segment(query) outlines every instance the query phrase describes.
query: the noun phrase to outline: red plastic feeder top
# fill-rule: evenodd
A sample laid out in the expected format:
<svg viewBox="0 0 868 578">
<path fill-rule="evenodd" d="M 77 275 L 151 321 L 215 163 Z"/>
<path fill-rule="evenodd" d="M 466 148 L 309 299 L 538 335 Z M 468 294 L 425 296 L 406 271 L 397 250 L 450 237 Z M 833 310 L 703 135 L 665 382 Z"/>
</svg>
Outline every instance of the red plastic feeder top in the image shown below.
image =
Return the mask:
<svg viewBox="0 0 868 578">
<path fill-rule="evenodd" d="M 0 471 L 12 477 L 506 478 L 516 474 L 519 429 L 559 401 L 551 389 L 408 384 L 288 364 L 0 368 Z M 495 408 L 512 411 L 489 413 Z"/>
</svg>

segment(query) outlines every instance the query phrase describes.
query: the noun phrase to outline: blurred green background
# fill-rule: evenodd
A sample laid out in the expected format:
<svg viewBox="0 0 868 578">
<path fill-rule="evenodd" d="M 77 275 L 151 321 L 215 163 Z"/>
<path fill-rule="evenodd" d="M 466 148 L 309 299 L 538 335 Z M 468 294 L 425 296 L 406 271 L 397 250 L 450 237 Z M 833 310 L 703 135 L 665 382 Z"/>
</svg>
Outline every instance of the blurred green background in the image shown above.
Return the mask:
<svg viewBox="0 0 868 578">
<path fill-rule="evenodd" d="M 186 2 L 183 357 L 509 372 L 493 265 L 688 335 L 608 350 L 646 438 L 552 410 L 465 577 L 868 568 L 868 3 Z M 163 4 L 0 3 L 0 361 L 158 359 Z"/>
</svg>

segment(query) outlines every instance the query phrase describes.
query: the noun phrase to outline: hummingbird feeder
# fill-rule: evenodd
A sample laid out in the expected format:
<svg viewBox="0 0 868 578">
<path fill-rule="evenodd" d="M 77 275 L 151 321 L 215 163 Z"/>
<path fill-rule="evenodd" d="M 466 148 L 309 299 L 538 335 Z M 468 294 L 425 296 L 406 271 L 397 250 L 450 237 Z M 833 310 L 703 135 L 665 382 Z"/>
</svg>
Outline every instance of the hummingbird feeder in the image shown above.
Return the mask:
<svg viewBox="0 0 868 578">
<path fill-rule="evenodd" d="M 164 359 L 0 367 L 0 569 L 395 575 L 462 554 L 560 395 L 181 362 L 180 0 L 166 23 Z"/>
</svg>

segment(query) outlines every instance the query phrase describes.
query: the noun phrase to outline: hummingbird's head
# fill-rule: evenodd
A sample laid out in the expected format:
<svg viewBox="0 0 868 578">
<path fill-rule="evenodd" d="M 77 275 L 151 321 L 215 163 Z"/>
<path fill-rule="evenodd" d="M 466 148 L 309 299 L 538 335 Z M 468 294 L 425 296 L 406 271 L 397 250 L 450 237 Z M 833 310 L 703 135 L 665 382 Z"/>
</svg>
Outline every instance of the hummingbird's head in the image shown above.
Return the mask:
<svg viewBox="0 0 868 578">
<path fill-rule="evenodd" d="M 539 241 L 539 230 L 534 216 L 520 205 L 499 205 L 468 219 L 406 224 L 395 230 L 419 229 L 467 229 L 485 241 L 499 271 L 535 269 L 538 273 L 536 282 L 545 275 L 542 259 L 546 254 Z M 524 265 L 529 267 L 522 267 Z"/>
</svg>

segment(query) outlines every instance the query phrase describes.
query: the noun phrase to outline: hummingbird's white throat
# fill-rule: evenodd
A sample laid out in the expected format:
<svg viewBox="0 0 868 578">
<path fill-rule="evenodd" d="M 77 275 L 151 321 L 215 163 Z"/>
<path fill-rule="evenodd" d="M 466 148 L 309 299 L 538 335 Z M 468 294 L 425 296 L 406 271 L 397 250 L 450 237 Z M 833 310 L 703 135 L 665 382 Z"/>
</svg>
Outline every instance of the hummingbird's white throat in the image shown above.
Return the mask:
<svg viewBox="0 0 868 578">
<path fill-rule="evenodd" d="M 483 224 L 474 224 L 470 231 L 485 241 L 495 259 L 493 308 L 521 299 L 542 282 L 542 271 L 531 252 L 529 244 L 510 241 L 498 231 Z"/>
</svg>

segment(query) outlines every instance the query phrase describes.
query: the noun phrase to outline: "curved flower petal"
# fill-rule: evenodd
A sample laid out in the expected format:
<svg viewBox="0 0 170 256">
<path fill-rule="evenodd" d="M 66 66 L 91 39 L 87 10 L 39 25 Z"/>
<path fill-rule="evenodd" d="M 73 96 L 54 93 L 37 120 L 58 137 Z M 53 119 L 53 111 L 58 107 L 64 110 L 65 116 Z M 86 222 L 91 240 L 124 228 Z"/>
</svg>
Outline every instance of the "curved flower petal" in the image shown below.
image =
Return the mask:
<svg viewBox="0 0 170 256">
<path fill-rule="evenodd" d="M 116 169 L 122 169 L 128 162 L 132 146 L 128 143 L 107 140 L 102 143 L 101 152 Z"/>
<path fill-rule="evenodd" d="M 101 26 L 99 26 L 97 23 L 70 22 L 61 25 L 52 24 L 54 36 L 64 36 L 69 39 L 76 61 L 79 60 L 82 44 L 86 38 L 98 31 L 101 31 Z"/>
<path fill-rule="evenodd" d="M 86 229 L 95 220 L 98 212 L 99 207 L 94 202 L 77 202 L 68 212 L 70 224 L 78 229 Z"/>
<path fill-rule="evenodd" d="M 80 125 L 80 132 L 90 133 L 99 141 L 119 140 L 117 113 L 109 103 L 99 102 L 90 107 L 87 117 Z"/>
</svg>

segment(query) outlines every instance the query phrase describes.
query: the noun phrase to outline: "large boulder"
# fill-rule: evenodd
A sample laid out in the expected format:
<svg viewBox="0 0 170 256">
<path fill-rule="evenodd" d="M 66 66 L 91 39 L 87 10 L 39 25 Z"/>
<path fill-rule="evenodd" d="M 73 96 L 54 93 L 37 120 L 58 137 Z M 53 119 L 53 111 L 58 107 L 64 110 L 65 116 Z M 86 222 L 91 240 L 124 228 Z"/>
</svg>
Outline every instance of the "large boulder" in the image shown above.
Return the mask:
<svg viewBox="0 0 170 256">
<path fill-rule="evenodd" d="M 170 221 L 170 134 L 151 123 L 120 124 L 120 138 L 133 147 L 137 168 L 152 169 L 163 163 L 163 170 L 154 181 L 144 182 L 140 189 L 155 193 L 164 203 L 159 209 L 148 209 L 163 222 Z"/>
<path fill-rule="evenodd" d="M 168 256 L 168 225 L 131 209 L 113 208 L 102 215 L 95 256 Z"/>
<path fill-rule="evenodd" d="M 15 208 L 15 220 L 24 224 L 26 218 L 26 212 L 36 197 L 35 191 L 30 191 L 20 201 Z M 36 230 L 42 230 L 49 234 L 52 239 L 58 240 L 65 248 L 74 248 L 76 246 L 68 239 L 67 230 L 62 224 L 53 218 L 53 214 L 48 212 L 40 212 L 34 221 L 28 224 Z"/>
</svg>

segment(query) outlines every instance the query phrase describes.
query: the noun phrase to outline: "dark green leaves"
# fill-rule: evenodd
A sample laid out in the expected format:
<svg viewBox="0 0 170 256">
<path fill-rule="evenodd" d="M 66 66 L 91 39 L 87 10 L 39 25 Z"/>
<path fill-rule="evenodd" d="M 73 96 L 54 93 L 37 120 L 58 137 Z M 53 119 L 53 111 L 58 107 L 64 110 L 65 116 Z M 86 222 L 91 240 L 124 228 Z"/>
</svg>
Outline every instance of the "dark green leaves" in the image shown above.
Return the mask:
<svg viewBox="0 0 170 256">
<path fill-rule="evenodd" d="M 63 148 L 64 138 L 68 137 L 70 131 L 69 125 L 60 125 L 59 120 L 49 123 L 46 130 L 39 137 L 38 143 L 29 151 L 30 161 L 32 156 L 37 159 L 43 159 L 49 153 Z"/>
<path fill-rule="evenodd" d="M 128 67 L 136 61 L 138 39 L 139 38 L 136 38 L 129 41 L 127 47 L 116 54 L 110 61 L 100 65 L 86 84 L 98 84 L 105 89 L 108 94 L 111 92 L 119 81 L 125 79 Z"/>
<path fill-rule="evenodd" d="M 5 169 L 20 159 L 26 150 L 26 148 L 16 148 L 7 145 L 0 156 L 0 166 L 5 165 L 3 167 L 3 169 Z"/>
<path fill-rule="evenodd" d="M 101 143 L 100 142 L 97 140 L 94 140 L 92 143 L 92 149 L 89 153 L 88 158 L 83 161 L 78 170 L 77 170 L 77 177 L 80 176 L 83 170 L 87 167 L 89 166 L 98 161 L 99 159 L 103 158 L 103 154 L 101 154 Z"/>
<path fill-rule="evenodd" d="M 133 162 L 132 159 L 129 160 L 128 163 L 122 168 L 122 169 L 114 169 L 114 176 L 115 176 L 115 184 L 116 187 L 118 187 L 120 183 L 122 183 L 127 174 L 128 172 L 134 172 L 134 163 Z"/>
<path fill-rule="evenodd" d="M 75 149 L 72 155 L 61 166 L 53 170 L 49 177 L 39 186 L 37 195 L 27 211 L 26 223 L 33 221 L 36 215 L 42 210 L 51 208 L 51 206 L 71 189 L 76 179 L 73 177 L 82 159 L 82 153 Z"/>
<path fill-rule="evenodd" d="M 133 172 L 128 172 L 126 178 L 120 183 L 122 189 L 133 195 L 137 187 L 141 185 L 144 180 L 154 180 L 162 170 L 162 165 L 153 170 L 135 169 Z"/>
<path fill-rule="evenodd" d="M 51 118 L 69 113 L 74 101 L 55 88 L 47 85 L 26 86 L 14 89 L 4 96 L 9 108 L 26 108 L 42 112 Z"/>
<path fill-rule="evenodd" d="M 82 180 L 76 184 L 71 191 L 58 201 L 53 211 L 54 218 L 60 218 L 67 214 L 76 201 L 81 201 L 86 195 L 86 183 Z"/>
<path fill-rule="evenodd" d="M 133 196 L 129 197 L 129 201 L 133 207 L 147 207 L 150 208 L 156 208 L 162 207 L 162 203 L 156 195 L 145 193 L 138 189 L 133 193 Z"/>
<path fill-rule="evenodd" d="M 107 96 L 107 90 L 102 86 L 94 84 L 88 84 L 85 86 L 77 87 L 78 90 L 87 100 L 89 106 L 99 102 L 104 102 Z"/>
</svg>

┄┄┄┄┄┄

What the exercise asks :: Copy out every line of the items above that contains the string "throat", matching case exactly.

Answer to this task ::
query: the noun phrase to outline: hummingbird's white throat
Outline every instance of the hummingbird's white throat in the image shown above.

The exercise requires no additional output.